◆ PROBLEM TO SOLVE: Retype the tail of the data exactly, starting at the line containing "Place a pin on every instance of the truck" and stopping at the last line.

-- Start of AVAILABLE DATA --

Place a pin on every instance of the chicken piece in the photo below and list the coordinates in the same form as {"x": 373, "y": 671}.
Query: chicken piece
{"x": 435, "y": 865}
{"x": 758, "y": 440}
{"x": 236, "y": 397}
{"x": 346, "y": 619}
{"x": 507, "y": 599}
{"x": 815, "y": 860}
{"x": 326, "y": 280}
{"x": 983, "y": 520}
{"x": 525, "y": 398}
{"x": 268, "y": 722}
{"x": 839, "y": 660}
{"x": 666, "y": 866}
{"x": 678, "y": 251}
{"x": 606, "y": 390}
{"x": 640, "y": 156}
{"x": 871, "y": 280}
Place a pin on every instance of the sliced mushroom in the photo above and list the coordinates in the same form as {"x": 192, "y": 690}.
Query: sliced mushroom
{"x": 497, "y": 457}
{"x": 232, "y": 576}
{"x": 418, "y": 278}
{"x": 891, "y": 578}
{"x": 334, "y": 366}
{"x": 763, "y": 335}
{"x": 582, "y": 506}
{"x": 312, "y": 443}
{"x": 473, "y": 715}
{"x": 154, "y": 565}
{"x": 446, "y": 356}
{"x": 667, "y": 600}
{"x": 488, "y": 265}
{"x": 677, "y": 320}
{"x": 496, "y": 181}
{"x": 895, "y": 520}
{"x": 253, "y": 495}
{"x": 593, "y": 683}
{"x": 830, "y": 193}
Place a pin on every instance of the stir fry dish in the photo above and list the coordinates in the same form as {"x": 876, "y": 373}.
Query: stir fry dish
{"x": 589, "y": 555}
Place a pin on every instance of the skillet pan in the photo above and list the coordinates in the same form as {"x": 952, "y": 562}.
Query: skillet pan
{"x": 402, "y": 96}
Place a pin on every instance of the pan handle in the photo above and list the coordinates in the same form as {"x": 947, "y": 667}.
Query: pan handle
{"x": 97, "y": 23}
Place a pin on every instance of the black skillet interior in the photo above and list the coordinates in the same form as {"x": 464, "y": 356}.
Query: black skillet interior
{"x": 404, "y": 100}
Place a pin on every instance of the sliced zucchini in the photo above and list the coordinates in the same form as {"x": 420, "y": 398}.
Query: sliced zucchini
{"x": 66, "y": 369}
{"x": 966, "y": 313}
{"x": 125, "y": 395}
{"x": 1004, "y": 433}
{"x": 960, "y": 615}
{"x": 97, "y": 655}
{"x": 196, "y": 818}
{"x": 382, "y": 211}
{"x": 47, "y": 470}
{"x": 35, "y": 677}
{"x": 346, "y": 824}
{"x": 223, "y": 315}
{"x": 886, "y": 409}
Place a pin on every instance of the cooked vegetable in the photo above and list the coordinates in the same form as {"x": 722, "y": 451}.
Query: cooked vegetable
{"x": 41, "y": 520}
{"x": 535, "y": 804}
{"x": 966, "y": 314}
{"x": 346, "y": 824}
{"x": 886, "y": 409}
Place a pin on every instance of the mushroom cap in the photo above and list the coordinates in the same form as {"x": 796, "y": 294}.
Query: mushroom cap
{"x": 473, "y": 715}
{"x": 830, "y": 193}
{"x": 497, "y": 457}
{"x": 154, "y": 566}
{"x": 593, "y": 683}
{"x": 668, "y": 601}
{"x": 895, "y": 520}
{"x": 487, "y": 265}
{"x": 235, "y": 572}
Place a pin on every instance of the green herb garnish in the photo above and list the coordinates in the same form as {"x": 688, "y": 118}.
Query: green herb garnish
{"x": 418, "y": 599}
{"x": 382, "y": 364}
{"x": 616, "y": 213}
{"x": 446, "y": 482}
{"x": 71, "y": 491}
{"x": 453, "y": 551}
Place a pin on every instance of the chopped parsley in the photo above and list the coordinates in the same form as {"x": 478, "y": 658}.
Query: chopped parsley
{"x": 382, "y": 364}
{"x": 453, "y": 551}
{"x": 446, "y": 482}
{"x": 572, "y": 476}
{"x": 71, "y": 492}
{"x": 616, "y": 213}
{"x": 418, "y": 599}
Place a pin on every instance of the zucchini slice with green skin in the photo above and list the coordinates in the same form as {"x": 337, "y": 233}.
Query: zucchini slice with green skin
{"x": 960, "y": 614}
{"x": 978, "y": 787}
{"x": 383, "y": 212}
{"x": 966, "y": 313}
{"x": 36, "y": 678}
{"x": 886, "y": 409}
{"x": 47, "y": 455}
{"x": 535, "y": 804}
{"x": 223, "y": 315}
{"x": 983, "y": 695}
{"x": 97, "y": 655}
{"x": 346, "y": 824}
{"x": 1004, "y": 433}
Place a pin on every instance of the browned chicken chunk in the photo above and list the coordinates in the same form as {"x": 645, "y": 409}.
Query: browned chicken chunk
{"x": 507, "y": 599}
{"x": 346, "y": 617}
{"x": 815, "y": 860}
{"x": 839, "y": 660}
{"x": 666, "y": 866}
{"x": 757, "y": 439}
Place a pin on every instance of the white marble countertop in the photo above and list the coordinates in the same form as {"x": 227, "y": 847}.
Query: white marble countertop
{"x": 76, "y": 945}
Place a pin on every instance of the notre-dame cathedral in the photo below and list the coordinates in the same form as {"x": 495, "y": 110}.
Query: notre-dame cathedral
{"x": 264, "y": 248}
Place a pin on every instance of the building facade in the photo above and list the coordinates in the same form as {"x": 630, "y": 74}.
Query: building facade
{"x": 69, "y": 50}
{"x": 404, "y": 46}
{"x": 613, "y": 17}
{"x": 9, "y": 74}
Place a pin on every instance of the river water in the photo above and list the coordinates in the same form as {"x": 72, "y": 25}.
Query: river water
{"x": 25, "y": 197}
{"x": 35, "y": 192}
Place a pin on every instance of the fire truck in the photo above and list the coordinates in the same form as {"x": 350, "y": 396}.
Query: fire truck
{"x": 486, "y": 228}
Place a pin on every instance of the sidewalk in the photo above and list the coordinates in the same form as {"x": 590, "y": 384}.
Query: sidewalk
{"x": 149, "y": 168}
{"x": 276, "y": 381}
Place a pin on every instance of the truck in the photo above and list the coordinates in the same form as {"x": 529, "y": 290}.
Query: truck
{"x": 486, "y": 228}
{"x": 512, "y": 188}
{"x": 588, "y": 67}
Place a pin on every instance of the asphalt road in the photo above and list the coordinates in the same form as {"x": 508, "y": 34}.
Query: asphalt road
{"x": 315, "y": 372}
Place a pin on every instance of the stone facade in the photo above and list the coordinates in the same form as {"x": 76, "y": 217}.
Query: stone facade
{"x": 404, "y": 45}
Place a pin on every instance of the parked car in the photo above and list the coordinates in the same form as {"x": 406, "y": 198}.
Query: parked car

-- End of AVAILABLE DATA --

◆ RESULT BELOW:
Place a pin on every instance of the truck in the photo above and list the coordinates in the same form as {"x": 529, "y": 290}.
Query: truck
{"x": 486, "y": 228}
{"x": 512, "y": 188}
{"x": 588, "y": 67}
Place a pin on every instance of the asphalt road in the photo above and list the coordinates in the same form as {"x": 508, "y": 34}.
Query: asphalt road
{"x": 315, "y": 372}
Place a pin on every instance of the stone facade in the photo above and list the coordinates in the same form as {"x": 76, "y": 217}.
Query: stone facade
{"x": 404, "y": 45}
Place a pin on every instance of the parked car in the photo above and list the coordinates in the same form as {"x": 406, "y": 198}.
Query: parked car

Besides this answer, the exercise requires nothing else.